Excerpted text:

- - -

No-side-seam pants are great for summer. They work best in lightweight fabrics, and are fabulous for pulling on over a swim suit when it's time for drinks on the lanai. I am wearing my no-side-seam rayon pants and dreaming of drinks on the lanai. We are still drinking hot toddies here in Montana, but we are dreaming of hot days. Today's high was 44 degrees. Yes, today is June 17. Yes, I choose to live in Montana.
The lack of seams makes these particular pants super quick to sew, but a little tricky to fit. You can't tweak much with only a crotch seam and an inseam. I had Pati Palmer fit McCall's 6571 to me during one of the two pants workshops I have taken in Portland. I started with a very large size (22 is just a number, right?). The crotch seam fit me well, so Pati had me make a vertical fold in the tissue where the side seam would be -- narrowing the hip and leg without affecting the crotch seam. I had a length of elastic around my waist, and Pati pulled and tugged the waistline of the tissue until it laid smoothly. She then marked where my waistline should be.
This is my second pair of no-side-seam pants. I made them both in a rayon batik. I made the first pair without pre-washing the batik. They are now capris. Rayon batik really shrinks! I pre washed and dried the fabric for this pair, and the first couple of times I washed them, I remembered to not put them in the dryer. I accidentally put them in the dryer the last time, and now they are too short! These photos were taken before any washings. I don't think I'll make any more pants in rayon batik. It does not stop shrinking! This lovely fabric is from SewBatik. I bought it while I was at the American Sewing Expo in Detroit. I also purchased some border print batik, which I plan to use for a skirt or dress.

- - -

Required task A:
Can you rewrite the part of the post about no-side-seam pants that opens with the words containing "No-side-seam pants are" and closes with "live in Montana.", putting "patio" wherever "lanai" appears?
The post and the records come from separate, unrelated sources.

(Position annotation records)
- - -

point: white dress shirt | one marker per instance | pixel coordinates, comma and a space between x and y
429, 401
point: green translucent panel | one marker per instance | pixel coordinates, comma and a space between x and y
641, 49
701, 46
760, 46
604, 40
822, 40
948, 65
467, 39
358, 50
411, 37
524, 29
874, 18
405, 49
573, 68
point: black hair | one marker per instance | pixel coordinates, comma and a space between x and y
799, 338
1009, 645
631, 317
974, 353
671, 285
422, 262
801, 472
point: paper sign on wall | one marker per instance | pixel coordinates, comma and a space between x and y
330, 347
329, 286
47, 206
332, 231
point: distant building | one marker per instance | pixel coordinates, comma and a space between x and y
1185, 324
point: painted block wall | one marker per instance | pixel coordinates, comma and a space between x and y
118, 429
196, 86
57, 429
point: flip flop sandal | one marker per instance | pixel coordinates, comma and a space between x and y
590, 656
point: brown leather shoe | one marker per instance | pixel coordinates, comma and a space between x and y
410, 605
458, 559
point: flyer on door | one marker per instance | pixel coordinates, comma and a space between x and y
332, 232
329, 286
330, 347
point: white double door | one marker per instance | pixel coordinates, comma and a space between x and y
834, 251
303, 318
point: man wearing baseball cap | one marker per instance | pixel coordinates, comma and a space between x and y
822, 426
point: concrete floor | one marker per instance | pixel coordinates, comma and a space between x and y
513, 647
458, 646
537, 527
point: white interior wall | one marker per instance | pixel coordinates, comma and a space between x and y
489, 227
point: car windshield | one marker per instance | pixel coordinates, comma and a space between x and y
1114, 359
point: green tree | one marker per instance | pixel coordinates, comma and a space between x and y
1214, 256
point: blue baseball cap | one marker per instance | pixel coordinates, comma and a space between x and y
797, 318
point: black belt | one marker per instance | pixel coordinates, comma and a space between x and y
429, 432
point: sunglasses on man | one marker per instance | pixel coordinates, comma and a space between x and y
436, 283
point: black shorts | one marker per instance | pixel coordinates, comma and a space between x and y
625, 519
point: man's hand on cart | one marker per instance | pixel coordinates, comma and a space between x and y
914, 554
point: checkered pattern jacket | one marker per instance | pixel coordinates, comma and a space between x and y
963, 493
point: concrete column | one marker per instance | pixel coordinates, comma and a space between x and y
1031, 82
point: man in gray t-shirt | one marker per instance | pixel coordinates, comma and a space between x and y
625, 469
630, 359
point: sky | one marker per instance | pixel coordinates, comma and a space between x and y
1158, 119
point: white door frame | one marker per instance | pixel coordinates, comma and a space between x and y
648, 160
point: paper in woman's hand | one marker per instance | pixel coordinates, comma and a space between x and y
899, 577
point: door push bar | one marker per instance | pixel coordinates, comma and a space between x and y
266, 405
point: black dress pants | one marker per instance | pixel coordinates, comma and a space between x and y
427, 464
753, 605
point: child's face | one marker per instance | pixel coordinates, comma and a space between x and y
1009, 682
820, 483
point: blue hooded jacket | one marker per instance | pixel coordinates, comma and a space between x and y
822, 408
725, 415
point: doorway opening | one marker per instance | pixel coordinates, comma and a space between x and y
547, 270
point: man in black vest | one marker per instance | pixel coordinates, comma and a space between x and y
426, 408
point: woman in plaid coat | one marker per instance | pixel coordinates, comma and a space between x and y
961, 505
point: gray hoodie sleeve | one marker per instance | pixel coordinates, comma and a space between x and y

- - -

Required task B:
Can you copy the records exactly, from the line containing "point: paper in" through the end of the records, including both ends?

Answer A:
No-side-seam pants are great for summer. They work best in lightweight fabrics, and are fabulous for pulling on over a swim suit when it's time for drinks on the patio. I am wearing my no-side-seam rayon pants and dreaming of drinks on the patio. We are still drinking hot toddies here in Montana, but we are dreaming of hot days. Today's high was 44 degrees. Yes, today is June 17. Yes, I choose to live in Montana.

Answer B:
point: paper in woman's hand | one marker per instance | pixel coordinates, comma and a space between x and y
899, 577
point: door push bar | one marker per instance | pixel coordinates, comma and a space between x and y
266, 405
point: black dress pants | one marker per instance | pixel coordinates, comma and a space between x and y
427, 464
753, 605
point: child's face | one marker per instance | pixel coordinates, comma and a space between x and y
1009, 682
820, 483
point: blue hooded jacket | one marker per instance | pixel coordinates, comma and a space between x and y
822, 408
725, 415
point: doorway opening | one marker per instance | pixel coordinates, comma and a space between x and y
547, 270
point: man in black vest | one marker per instance | pixel coordinates, comma and a space between x and y
426, 408
point: woman in plaid coat | one marker per instance | pixel coordinates, comma and a space between x and y
961, 505
point: gray hoodie sleeve | one marker per instance | pixel coordinates, comma and a space between x and y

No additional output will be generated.